§ **Texto seleccionado**:
※

No olvidemos a quienes desde la infancia cargan el pesado yugo de la discriminación. Su vida al ras de la tierra, pasa desapercibida por nuestra vista.

OPINIÓN | Los civiles armados

Centro de derechos humanos de la Montaña, Tlachinollan

Actualmente la política  ya no está operando  dentro de los mismos límites  en que normalmente funciona. Se ha difuminado la acción política debido a intereses propios de los grupos de poder. Lo más  grave es que estos intereses están conectados  con los de las organizaciones de la delincuencia organizada.  A los políticos,  la población ya no los vincula únicamente  con las instituciones estatales,  ni son  meros actores dentro del ámbito gubernamental, más bien,  los nuevos personajes de la política responden a intereses macroeconómicos, al grado que se supeditan  a los corporativos trasnacionales  para fortalecer un modelo de desarrollo fincado  en el despojo  y la privatización  de los recursos estratégicos.  Su ímpetu por la ganancia crasa  y su falta  de compromiso con la sociedad  ha llevado a estos políticos  a enrolarse con actores no estatales  que han hecho del crimen organizado el negocio más próspero  en una sociedad  sometida  por el terror delincuencial.

Esta descomposición de nuestro sistema político  ha engendrado  nuevo actores  con gran poder  que desempeñan nuevos roles  e imponen  normas ajenas al sistema  jurídico que nos rige. Se ha creado un ambiente de miedo que  coloca  a las personas  en un estado de suma vulnerabilidad. Con muchas restricciones  legales  y políticas, con nulo acceso a la justicia, desconectados  de las redes de apoyo  gubernamental  y sometidos  por actores  gubernamentales que usan la violencia para amedrentar  y someter  a la población. Se  trata  ahora de un mundo feroz donde se han roto los pactos sociales  y se ha profundizado  gravemente la desigualdad. La gente  tiene un sentimiento de orfandad, siente que camina a la deriva, en medio del caos, sometida  a los dictados   de  la  macroeconomía  que  se rige  por la acumulación del capital.

※

§ **Datos proporcionados**:
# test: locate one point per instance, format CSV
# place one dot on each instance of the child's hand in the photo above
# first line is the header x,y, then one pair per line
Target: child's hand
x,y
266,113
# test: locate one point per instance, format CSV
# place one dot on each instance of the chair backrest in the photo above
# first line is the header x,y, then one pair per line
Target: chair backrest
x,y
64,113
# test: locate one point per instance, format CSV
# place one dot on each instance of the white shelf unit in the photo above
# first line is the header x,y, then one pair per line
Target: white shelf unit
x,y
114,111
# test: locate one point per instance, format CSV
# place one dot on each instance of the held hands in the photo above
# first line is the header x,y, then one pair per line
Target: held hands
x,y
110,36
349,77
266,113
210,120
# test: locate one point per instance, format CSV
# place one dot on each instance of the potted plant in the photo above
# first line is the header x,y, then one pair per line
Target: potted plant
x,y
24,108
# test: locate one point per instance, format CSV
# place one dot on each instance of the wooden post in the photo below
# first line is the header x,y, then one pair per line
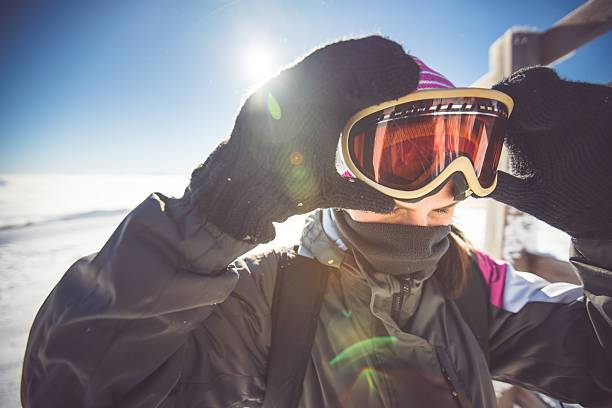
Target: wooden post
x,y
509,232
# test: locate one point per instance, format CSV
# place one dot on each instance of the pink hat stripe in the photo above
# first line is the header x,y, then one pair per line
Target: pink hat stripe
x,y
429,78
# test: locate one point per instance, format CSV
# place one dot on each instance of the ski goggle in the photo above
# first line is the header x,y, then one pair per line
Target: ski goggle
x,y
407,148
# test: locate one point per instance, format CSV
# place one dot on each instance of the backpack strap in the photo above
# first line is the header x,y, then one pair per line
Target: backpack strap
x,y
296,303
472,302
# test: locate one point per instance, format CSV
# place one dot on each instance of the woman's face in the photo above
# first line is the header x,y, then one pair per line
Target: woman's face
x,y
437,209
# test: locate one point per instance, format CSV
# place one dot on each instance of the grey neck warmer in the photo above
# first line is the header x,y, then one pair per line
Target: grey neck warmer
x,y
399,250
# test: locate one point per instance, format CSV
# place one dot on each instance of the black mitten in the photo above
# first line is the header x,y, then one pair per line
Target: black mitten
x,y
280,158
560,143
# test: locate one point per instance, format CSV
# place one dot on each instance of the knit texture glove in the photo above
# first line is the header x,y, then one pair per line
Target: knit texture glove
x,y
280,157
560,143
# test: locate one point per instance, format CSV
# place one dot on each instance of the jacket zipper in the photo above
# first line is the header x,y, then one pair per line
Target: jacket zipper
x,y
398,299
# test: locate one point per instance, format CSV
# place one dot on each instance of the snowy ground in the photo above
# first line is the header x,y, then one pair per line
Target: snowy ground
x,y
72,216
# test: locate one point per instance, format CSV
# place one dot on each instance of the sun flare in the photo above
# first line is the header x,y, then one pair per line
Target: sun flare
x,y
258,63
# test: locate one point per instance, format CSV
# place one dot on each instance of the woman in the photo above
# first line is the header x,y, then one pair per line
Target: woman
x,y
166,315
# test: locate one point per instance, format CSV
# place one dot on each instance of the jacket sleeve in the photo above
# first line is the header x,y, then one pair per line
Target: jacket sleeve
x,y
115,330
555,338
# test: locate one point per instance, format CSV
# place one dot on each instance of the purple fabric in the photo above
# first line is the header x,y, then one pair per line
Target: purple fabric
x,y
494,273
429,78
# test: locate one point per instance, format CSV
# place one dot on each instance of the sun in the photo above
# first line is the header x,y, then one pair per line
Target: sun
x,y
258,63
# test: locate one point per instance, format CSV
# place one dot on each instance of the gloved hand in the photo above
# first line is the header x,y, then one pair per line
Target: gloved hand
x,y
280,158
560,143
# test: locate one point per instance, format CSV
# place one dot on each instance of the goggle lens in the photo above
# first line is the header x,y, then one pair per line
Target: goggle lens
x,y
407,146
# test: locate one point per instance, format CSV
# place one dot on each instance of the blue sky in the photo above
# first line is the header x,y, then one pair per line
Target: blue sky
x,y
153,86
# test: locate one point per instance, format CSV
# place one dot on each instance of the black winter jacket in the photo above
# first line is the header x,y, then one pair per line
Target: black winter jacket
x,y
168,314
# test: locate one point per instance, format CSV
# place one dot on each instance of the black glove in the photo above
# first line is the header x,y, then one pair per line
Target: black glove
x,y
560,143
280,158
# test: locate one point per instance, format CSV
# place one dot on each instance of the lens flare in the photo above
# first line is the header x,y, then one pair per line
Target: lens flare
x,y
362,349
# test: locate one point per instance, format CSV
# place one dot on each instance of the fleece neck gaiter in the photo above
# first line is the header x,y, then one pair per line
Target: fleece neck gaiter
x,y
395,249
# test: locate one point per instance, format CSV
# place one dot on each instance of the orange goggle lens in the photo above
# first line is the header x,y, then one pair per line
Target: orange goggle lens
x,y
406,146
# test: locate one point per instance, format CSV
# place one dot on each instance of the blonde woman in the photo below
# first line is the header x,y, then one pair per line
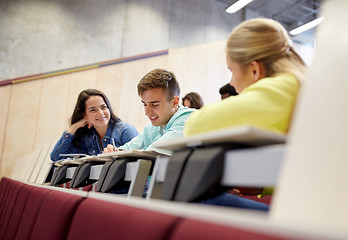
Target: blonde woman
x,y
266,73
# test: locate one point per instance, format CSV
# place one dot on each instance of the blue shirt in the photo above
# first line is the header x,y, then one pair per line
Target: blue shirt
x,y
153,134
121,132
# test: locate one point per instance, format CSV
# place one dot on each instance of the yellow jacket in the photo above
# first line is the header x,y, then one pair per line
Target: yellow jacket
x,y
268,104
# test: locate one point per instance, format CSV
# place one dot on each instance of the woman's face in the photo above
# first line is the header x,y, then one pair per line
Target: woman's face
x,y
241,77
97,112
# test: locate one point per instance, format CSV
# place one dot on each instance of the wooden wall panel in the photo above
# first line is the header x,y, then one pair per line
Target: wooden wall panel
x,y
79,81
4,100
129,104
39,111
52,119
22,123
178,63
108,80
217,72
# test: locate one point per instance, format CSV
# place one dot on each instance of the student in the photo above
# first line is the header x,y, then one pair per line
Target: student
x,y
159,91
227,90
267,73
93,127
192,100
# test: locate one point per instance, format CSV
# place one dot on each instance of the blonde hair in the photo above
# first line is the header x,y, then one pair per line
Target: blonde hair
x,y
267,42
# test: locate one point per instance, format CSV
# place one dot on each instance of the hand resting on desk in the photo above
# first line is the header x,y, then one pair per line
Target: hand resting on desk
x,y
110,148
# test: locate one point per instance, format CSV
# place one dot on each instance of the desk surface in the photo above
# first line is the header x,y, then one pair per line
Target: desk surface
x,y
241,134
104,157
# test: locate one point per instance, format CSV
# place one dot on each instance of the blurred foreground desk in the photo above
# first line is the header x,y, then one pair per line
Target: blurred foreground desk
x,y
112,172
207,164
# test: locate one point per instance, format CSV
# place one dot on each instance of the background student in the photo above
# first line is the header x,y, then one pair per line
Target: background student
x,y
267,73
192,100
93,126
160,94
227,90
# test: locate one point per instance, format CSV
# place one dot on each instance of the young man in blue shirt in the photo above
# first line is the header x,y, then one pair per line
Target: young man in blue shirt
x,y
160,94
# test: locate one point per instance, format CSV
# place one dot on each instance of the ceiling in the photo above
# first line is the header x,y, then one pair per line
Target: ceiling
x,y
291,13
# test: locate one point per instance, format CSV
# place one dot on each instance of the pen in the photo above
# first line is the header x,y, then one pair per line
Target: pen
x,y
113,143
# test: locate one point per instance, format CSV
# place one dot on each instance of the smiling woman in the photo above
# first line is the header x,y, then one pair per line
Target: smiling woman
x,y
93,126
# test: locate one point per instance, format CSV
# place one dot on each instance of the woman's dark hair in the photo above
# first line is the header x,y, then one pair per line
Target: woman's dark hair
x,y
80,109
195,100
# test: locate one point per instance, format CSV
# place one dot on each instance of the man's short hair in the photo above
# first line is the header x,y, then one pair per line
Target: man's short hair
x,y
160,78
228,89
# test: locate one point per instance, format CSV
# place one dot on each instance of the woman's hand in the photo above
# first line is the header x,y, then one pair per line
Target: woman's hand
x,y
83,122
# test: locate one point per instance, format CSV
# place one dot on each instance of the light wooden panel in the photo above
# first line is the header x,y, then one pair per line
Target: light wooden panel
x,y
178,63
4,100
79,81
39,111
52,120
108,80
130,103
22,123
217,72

※

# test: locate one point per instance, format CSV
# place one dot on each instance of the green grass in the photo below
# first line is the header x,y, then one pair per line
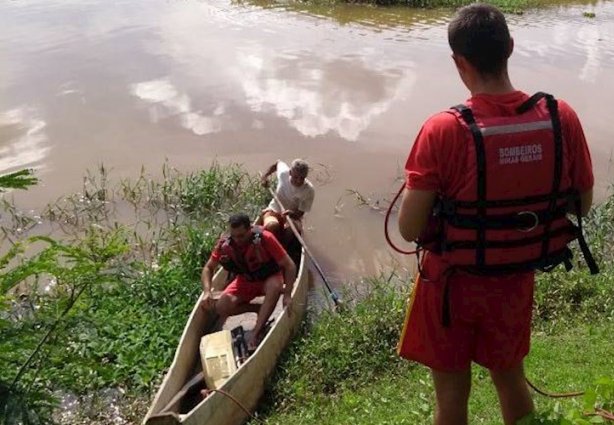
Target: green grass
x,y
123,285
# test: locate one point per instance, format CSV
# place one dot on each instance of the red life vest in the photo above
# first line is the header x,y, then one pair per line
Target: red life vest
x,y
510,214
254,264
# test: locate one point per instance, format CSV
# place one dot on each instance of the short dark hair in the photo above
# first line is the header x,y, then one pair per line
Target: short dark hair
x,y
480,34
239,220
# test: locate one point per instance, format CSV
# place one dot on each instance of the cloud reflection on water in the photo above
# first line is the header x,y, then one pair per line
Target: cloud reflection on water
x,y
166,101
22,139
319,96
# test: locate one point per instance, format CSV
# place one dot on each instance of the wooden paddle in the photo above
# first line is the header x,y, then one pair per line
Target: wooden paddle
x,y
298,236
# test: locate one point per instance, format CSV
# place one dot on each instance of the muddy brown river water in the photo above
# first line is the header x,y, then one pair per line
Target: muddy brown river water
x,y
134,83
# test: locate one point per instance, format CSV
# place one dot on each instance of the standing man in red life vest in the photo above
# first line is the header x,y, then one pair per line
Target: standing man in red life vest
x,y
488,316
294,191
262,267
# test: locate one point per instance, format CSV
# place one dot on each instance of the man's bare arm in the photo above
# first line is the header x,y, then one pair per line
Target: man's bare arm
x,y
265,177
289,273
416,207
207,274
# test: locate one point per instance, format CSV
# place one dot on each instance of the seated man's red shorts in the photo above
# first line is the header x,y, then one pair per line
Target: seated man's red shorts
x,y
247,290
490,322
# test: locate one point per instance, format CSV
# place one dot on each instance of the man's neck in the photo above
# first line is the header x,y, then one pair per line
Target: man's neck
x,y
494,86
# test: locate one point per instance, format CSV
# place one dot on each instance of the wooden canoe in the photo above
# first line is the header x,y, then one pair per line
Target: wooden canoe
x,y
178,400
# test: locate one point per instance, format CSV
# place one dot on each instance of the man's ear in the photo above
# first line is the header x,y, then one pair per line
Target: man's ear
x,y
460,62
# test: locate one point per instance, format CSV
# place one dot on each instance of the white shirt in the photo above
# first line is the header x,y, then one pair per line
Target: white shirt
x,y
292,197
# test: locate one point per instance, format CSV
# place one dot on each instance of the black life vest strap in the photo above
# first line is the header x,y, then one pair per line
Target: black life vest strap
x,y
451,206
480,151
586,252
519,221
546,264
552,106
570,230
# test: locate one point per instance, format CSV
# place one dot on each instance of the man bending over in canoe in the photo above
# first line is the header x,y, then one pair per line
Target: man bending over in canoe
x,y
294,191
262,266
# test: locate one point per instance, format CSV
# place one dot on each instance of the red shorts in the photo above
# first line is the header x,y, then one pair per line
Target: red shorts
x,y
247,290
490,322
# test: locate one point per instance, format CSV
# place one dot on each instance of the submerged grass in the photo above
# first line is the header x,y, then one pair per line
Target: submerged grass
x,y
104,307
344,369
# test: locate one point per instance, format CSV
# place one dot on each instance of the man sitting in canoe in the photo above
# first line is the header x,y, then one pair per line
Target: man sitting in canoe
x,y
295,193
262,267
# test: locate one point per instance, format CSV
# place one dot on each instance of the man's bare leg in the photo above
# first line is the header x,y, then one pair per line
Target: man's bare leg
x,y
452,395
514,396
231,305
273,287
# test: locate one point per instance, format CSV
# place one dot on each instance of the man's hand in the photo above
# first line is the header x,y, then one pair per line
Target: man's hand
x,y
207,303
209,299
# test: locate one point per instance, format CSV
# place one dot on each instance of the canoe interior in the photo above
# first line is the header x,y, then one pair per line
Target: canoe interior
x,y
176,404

※

§ **Conjunto de ejercicios**:
1. En el artículo de opinión sobre los civiles armados, ¿con qué intereses están conectados los de los grupos de poder?
2. Escribe la continuación del artículo de opinión sobre los civiles armados a partir de su último párrafo.
Los datos son material independiente y no forman parte del artículo de opinión.

§ **Respuestas**:
1. Con los de las organizaciones de la delincuencia organizada.

2.
Vivimos en una sociedad en riesgo permanente  con nuevos actores que han surgido a nivel internacional  y local.  El poder de las trasnacionales es  tan grande que  sus directrices económicas van normando los nuevos marcos jurídicos de los países periféricos. Puede más el poder económico de un corporativo minero que maneja miles de millones de dólares que un gobernante  que no cuenta con el respaldo de toda la clase política  ni de la misma población. Este poder  macroeconómico  avasalla  a la política y a los políticos, somete a su lógica  capitalista  todo intento  de  construir una sociedad menos desigual  y más incluyente.  Es un poder ciego,  sin corazón. Deseoso  de extraer  al vida de la clase trabajadora. Se vuelve violento  porque necesita explotar al mayor número de trabajadores con jornadas extenuantes para tener cuentas alegres en la bolsa de valores. Estos actores no estatales  tienen a su servicio a las corporaciones, a la policía, al  ejército y la marina  para proteger los intereses supremos del capital. Toda la  fuerza del estado está  focalizada  en salvaguardar la riqueza de los saqueadores. La represión  contra la población que se revela y protesta  tiene rango jurídico  que justifica y legitima la fuerza  con el argumento de que se atenta  contra las instituciones  y se pone en riesgo la convivencia pacífica. Se genera una opinión  en los medios de comunicación afines a los grupos de poder de que  la violencia directa es legítima porque se pone a salvo el orden constitucional  y el régimen dominante  cuando los sectores sociales excluidos ejercen su derecho a protestar.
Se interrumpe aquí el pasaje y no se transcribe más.